Please copy word for word the data below, starting with the line that contains "Below is a visual input." and ending with the final line of the data, both lines included.

**Dataset:**
+-------+

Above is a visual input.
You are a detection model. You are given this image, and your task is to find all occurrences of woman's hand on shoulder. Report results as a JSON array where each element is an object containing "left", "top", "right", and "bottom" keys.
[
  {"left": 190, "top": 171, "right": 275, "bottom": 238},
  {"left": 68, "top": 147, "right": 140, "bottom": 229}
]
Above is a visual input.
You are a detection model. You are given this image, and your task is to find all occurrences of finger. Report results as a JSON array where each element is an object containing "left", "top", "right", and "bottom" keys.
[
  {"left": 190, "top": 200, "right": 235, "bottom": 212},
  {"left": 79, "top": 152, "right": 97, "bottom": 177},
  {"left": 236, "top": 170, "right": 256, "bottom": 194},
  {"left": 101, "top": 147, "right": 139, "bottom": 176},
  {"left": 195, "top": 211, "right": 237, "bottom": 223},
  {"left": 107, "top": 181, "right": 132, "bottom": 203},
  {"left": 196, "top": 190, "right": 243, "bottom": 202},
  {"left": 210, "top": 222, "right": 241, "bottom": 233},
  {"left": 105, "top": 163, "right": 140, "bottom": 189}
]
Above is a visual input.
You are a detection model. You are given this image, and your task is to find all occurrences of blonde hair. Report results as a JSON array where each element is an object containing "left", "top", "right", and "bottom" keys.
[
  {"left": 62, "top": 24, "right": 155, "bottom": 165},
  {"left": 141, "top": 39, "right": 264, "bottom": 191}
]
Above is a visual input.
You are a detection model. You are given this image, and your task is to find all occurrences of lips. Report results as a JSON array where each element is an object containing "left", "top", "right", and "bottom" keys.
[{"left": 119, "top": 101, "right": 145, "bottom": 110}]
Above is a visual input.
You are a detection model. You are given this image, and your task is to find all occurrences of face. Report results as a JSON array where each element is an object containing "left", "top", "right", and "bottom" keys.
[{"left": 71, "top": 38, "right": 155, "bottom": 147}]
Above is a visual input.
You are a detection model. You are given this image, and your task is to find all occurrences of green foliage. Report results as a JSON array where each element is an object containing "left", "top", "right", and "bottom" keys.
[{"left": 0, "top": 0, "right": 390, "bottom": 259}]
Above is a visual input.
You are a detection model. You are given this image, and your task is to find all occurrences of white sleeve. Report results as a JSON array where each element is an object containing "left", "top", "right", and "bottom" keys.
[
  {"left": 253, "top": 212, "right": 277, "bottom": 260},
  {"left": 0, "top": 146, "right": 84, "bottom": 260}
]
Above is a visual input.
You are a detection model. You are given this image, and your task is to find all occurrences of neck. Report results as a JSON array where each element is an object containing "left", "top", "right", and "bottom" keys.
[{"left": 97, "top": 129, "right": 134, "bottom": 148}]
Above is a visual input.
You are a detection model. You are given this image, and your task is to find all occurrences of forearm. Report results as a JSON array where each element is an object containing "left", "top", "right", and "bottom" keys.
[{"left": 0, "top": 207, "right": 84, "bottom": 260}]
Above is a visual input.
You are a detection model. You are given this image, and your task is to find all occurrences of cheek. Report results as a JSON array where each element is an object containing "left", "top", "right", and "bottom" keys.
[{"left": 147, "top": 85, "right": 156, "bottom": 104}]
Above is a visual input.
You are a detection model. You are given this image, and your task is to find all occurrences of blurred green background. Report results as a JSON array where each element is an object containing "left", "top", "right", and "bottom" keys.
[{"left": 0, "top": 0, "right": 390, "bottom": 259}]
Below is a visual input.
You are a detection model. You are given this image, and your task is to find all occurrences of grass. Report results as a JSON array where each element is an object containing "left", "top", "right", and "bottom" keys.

+-------+

**Exercise response:**
Below is a visual input.
You are a detection model. You are given this image, and your task is to find all occurrences of grass. Report results as a JSON array where each element is an object containing "left", "top", "right", and "bottom" keys.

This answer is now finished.